**Required work:** Below are some records; reproduce them exactly.

**Stored data:**
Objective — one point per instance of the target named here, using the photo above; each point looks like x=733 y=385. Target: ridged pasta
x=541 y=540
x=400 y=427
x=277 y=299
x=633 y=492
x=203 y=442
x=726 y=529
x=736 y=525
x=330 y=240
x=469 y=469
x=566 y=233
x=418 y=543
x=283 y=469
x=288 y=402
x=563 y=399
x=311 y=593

**Answer to the exercise:**
Objective — one point per instance of the target named here, using the photo above; each point looks like x=733 y=385. Target: ridged pasta
x=541 y=540
x=400 y=427
x=277 y=299
x=633 y=492
x=203 y=442
x=726 y=529
x=736 y=525
x=330 y=240
x=469 y=469
x=566 y=233
x=418 y=543
x=283 y=469
x=288 y=402
x=563 y=399
x=311 y=593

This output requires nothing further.